• _Tarefa_
Transcreva sem alterações o trecho do texto sobre Thomasin que começa nas palavras "Imagine-se participando de" e termina logo após "você. Foda né?".

Imagine-se participando de um Big Brother cósmico onde é necessário seguir uma série de preceitos radicais, baseados em culpa e no qual, quando eliminado, você não apenas morre, mas também vai para um local de dor, fogo, miséria, desespero e enxofre por toda a eternidade.

É esse o peso que cai sobre os personagens.

Agora imagine que você passa por tudo isso que eu falei acima, além de sofrer moralmente nas mãos de uma mãe abusiva, de ser acusada e punida por atitudes que o seu pai fanático, hipócrita e covarde realizou e encontrar carinho apenas em seu irmão mais novo – que por acaso tem desejos incestuosos com você. Foda né?

Mas piora: você também passa a ser acusada de bruxaria.

Essa é a história de Thomasin, a primogênita da família.

• _Linhas armazenadas_
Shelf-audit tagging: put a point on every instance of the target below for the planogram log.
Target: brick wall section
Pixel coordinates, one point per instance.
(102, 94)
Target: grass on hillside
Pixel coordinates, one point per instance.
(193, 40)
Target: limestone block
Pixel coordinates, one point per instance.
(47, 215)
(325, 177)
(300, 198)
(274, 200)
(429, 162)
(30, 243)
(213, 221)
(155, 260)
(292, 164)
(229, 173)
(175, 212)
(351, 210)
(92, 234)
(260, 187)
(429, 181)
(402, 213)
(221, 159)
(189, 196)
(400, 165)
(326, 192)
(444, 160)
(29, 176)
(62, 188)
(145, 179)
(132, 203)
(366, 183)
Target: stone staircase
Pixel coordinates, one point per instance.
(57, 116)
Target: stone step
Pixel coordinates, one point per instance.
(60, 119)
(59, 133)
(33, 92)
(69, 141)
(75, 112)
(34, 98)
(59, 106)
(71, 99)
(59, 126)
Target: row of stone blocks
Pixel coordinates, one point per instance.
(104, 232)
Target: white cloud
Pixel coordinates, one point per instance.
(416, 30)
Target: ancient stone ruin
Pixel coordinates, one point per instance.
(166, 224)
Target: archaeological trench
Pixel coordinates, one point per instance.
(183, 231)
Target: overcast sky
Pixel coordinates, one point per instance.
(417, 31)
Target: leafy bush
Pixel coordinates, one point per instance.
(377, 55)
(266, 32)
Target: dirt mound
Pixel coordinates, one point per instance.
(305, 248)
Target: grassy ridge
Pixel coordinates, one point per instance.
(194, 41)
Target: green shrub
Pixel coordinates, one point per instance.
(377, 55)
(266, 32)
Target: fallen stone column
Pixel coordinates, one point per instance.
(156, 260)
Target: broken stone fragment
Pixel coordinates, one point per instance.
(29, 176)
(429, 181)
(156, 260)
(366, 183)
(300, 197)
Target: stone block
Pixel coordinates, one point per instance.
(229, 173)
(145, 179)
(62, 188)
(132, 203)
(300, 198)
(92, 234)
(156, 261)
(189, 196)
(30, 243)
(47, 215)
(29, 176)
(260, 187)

• _Solução da tarefa_
Imagine-se participando de um Big Brother cósmico onde é necessário seguir uma série de preceitos radicais, baseados em culpa e no qual, quando eliminado, você não apenas morre, mas também vai para um local de dor, fogo, miséria, desespero e enxofre por toda a eternidade.

É esse o peso que cai sobre os personagens.

Agora imagine que você passa por tudo isso que eu falei acima, além de sofrer moralmente nas mãos de uma mãe abusiva, de ser acusada e punida por atitudes que o seu pai fanático, hipócrita e covarde realizou e encontrar carinho apenas em seu irmão mais novo – que por acaso tem desejos incestuosos com você. Foda né?